Opinion

UH endowment: where does the money go?

As we break into the Fall semester and the beginning of our new school year, we are continuing on our long-term investments in our education, careers and futures.

Although a student’s time and effort is his or her most valuable contribution to a university, financial obligations are quite significant as well — as those who pay bills undoubtedly know.

What is lost on, or more accurately, hidden from many, is that the financial contributions made to an institution with the size and complexity of our University stretch beyond the services and facilities provided by the organization; students invest in an ever-evolving financial institution.

The University has centralized wealth and resources, and has the power to use these resources in various ways. Some of this wealth and power is used to support UH’s direct interests, and some of it goes to our community and the rest of the world.

- Collected material -

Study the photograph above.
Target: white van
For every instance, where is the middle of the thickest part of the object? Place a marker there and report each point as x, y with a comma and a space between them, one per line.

- Problem to work on -
In the opinion piece on the UH endowment, what is named as a student's most valuable contribution to a university?

- Output -
A student's time and effort.